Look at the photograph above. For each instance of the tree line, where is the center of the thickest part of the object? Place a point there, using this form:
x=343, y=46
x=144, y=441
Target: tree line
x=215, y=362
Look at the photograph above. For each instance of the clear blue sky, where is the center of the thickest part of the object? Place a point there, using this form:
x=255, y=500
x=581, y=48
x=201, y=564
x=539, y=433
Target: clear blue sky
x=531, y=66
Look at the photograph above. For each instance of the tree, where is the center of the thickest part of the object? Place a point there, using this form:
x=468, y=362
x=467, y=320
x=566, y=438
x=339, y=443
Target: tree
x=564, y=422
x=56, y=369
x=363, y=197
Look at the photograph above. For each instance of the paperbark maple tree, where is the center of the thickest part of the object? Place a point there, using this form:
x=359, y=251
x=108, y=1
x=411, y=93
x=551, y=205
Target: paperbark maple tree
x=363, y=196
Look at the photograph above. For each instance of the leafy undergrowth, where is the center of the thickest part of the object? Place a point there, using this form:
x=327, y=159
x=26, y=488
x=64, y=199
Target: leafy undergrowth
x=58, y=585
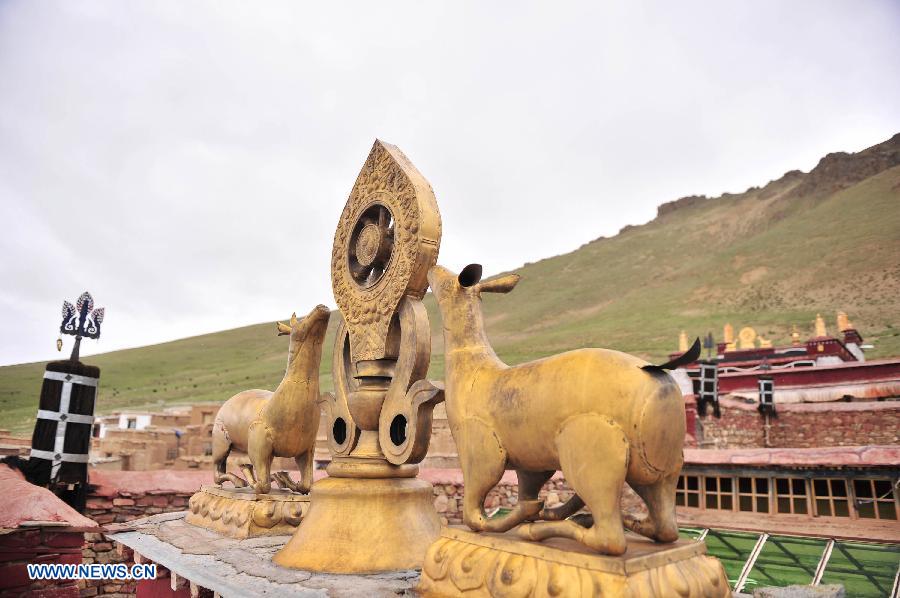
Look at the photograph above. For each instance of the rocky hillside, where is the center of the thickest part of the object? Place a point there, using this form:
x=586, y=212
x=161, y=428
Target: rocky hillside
x=770, y=257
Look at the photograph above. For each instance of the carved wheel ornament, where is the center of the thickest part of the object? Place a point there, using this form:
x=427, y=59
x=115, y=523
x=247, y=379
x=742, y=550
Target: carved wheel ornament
x=386, y=241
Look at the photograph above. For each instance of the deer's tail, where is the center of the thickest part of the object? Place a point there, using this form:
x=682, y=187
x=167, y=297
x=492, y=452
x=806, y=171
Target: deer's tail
x=685, y=358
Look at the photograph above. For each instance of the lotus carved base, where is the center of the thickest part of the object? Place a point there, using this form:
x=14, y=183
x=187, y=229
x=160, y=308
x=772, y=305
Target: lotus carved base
x=241, y=513
x=498, y=565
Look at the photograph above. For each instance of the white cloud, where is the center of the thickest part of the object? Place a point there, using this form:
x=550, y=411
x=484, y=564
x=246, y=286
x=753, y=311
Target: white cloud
x=187, y=161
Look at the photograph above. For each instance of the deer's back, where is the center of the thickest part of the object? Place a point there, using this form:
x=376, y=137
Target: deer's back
x=238, y=413
x=528, y=404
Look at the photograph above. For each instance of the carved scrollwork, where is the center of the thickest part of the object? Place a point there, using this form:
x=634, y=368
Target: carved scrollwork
x=404, y=430
x=342, y=431
x=386, y=240
x=239, y=514
x=499, y=569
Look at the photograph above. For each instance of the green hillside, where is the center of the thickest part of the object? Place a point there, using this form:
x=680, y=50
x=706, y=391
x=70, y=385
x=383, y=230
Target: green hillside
x=770, y=257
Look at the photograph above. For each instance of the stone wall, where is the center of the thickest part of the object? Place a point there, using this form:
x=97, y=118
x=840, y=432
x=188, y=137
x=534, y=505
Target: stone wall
x=804, y=425
x=121, y=496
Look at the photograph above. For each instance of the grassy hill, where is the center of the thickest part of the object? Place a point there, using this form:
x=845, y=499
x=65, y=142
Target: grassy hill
x=770, y=257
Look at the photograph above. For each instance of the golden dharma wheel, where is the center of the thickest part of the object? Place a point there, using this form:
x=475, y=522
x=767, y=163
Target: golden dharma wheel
x=387, y=239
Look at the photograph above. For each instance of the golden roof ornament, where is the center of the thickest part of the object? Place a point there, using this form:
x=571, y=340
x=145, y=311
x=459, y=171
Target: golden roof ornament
x=682, y=342
x=844, y=322
x=747, y=338
x=387, y=238
x=820, y=326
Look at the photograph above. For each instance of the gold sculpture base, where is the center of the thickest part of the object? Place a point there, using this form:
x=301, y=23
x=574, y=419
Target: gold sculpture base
x=364, y=525
x=241, y=513
x=498, y=565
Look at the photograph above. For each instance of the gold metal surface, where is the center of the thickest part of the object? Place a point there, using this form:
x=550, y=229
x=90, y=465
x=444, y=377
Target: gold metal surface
x=593, y=413
x=241, y=513
x=372, y=513
x=820, y=326
x=404, y=237
x=364, y=525
x=495, y=565
x=747, y=338
x=844, y=322
x=728, y=334
x=281, y=424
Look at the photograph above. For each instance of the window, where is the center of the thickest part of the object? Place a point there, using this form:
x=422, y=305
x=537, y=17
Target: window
x=790, y=496
x=753, y=495
x=687, y=493
x=831, y=498
x=719, y=493
x=875, y=499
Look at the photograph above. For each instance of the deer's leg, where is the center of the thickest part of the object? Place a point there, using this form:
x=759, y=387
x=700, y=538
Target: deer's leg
x=305, y=463
x=660, y=523
x=583, y=442
x=221, y=449
x=567, y=509
x=261, y=452
x=528, y=506
x=483, y=461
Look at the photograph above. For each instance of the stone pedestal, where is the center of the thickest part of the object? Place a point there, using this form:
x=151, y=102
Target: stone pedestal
x=499, y=565
x=241, y=513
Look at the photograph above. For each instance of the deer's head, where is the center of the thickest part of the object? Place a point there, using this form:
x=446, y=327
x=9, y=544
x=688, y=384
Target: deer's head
x=306, y=334
x=459, y=299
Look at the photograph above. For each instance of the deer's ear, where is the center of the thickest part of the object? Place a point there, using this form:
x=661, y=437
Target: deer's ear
x=470, y=275
x=504, y=284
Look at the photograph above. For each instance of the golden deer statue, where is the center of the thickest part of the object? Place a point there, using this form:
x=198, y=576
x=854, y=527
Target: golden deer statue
x=602, y=417
x=283, y=423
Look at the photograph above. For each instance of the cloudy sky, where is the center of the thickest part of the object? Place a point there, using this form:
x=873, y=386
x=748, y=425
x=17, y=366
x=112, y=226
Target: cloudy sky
x=187, y=161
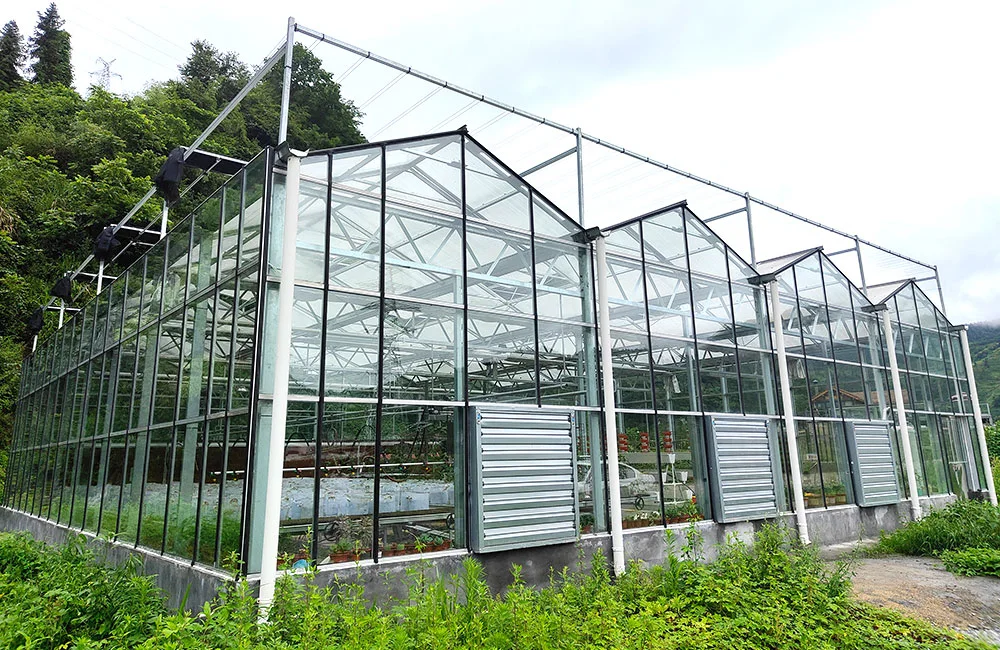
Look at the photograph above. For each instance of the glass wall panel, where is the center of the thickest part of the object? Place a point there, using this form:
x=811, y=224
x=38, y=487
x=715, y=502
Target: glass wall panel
x=567, y=363
x=501, y=364
x=675, y=375
x=346, y=482
x=630, y=361
x=352, y=349
x=713, y=313
x=757, y=382
x=638, y=470
x=493, y=194
x=423, y=349
x=932, y=454
x=832, y=451
x=310, y=239
x=663, y=241
x=561, y=271
x=307, y=331
x=668, y=304
x=720, y=392
x=809, y=464
x=706, y=252
x=684, y=468
x=500, y=270
x=852, y=396
x=417, y=493
x=750, y=316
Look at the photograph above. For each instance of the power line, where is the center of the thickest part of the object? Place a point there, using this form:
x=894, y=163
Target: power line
x=104, y=74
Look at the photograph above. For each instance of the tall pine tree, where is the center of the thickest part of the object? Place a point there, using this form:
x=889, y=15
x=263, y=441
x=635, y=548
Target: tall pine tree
x=11, y=56
x=50, y=49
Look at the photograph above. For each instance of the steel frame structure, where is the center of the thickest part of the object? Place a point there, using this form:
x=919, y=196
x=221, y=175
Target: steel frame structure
x=137, y=436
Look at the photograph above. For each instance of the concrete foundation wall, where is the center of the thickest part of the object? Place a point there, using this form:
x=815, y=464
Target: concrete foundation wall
x=191, y=585
x=391, y=576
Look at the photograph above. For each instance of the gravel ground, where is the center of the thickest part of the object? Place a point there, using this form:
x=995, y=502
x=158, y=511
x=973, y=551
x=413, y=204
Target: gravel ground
x=921, y=587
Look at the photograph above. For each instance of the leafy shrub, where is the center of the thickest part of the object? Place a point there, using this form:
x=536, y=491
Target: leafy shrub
x=993, y=440
x=54, y=598
x=973, y=561
x=963, y=524
x=773, y=594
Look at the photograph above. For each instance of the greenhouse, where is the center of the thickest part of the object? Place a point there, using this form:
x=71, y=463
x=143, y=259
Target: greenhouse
x=404, y=347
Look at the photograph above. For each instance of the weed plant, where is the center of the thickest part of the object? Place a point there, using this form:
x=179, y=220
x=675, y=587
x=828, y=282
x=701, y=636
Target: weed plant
x=973, y=561
x=962, y=524
x=774, y=594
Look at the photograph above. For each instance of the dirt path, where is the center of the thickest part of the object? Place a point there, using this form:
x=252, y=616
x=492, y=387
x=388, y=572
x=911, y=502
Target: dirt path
x=922, y=588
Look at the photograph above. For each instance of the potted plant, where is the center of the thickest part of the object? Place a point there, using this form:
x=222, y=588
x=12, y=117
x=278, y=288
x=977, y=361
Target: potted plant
x=341, y=551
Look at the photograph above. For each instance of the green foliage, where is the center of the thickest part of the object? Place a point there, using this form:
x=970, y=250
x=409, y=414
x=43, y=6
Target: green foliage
x=50, y=48
x=54, y=598
x=772, y=595
x=11, y=56
x=973, y=561
x=963, y=524
x=70, y=165
x=984, y=348
x=992, y=440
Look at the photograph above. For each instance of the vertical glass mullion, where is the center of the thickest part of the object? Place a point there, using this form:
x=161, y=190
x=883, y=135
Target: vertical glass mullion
x=94, y=328
x=320, y=410
x=132, y=401
x=534, y=295
x=652, y=374
x=258, y=346
x=930, y=395
x=112, y=365
x=909, y=388
x=805, y=365
x=205, y=427
x=172, y=450
x=465, y=460
x=231, y=377
x=158, y=328
x=736, y=339
x=381, y=364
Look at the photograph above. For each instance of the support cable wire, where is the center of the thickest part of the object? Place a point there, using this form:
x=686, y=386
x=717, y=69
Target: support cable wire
x=271, y=60
x=382, y=91
x=409, y=110
x=347, y=73
x=162, y=38
x=562, y=127
x=119, y=29
x=457, y=114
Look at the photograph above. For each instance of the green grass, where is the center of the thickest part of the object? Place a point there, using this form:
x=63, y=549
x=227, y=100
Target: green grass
x=773, y=595
x=963, y=524
x=973, y=561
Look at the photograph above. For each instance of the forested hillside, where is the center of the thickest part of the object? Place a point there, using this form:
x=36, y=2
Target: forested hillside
x=984, y=345
x=73, y=162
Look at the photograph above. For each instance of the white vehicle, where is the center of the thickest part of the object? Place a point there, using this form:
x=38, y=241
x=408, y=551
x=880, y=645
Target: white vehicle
x=635, y=485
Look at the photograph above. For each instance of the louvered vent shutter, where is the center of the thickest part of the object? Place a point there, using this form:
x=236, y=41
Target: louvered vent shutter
x=526, y=482
x=872, y=466
x=745, y=477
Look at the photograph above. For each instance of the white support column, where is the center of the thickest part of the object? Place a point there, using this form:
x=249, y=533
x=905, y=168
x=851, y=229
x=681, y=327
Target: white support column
x=164, y=214
x=579, y=173
x=904, y=431
x=798, y=499
x=282, y=353
x=286, y=84
x=977, y=412
x=610, y=424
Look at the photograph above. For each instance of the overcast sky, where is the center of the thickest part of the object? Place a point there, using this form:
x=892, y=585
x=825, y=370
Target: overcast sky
x=878, y=118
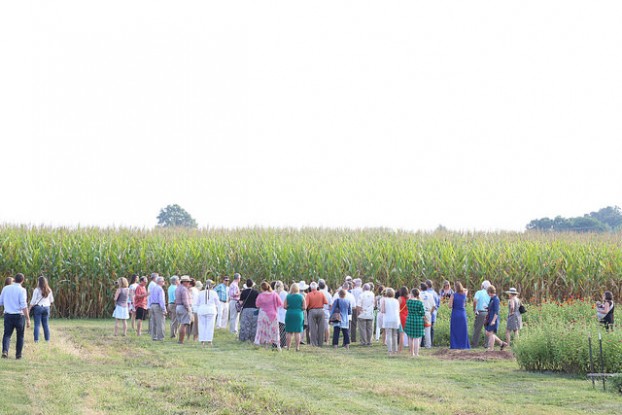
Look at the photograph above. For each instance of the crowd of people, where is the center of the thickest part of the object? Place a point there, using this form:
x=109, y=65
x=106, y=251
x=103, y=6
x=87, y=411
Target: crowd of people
x=279, y=316
x=282, y=317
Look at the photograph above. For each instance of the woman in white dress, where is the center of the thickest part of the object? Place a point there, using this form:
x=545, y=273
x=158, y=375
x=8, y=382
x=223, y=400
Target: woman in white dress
x=391, y=323
x=207, y=309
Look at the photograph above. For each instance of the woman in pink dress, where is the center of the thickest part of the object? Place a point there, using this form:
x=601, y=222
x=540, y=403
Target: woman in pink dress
x=268, y=303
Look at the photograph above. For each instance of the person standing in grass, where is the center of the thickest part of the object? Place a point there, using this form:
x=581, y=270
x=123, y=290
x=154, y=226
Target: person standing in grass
x=222, y=290
x=13, y=298
x=207, y=311
x=121, y=312
x=42, y=299
x=437, y=304
x=195, y=288
x=315, y=306
x=279, y=287
x=356, y=293
x=268, y=303
x=429, y=304
x=390, y=308
x=365, y=312
x=234, y=297
x=605, y=310
x=327, y=306
x=458, y=328
x=132, y=289
x=492, y=320
x=515, y=320
x=183, y=306
x=414, y=322
x=140, y=303
x=480, y=309
x=249, y=314
x=294, y=320
x=174, y=280
x=402, y=298
x=157, y=310
x=342, y=306
x=379, y=314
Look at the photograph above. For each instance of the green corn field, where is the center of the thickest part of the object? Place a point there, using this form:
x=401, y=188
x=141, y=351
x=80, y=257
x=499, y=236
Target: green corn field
x=83, y=263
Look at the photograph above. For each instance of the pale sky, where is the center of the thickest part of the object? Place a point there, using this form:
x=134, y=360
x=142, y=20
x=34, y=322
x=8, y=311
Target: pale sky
x=399, y=114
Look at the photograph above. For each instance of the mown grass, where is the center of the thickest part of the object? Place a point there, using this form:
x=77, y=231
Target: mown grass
x=86, y=370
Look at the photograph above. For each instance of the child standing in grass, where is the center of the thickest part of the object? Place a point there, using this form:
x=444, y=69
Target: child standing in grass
x=121, y=311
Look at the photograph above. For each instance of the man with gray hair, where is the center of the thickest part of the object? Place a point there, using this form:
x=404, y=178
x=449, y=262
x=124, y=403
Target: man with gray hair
x=365, y=312
x=315, y=307
x=157, y=310
x=234, y=297
x=480, y=308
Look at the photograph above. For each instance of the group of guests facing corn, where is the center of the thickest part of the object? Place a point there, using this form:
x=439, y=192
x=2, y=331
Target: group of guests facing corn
x=279, y=316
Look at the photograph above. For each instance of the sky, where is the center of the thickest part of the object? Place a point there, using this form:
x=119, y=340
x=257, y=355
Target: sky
x=403, y=114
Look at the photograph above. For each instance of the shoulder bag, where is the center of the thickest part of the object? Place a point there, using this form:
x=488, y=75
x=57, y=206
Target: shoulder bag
x=336, y=316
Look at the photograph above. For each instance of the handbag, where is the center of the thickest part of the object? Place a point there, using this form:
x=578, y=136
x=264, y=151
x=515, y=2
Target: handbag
x=206, y=308
x=238, y=306
x=336, y=316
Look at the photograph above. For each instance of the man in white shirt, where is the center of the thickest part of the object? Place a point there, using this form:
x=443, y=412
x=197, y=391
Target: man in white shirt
x=365, y=311
x=356, y=292
x=13, y=298
x=480, y=308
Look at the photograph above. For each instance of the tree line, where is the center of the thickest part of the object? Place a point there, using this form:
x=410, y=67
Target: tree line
x=607, y=219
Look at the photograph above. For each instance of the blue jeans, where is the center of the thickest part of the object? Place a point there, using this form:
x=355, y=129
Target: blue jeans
x=13, y=322
x=42, y=316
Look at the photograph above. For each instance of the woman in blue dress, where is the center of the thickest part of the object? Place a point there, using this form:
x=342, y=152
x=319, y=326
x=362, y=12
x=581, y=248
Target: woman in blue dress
x=343, y=307
x=458, y=328
x=492, y=320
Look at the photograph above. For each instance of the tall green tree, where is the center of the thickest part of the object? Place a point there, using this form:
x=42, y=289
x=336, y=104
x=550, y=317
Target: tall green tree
x=175, y=216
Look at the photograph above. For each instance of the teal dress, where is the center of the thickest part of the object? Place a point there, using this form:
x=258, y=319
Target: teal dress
x=414, y=321
x=294, y=320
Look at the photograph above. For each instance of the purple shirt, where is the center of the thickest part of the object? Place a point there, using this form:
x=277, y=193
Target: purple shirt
x=234, y=291
x=156, y=296
x=182, y=296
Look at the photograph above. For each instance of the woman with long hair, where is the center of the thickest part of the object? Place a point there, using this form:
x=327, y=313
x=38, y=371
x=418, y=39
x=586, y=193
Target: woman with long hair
x=294, y=321
x=268, y=303
x=121, y=312
x=132, y=292
x=42, y=299
x=458, y=325
x=402, y=297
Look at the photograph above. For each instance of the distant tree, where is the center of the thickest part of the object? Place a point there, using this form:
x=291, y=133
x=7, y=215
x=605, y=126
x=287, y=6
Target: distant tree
x=611, y=215
x=175, y=216
x=607, y=219
x=586, y=224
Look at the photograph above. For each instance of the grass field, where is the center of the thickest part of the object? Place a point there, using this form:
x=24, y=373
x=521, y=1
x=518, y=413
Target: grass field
x=86, y=370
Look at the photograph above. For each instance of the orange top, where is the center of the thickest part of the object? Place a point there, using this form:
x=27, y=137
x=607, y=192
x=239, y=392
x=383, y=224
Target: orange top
x=316, y=299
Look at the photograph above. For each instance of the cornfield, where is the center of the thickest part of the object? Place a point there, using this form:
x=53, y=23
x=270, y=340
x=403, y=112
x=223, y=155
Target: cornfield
x=82, y=264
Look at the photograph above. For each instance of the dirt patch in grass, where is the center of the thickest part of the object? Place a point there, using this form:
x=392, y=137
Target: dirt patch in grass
x=448, y=354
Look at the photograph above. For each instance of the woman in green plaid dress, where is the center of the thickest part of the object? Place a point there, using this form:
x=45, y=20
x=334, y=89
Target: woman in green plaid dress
x=414, y=322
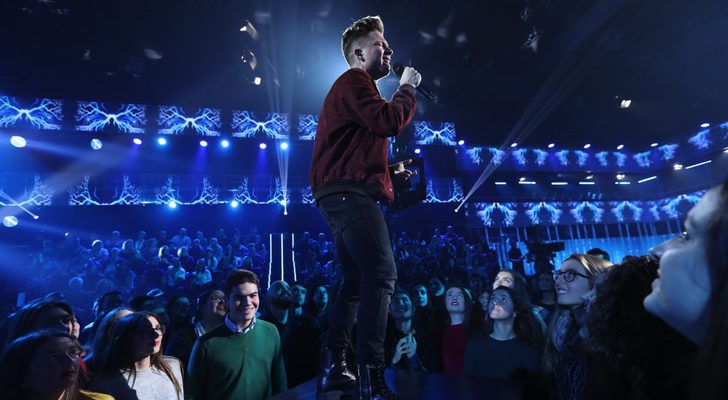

→ What to work on
Copy out, unchanged, the lines of the records from the one containing "Look at the photograph above. For each instance of the louvered" through the one containing "x=745, y=477", including both.

→ Result below
Look at the photograph above. For each instance of the louvered vent shutter, where is the center of the thickest part of the object? Place a point there, using this form:
x=236, y=41
Target: louvered vent shutter
x=526, y=482
x=872, y=466
x=745, y=477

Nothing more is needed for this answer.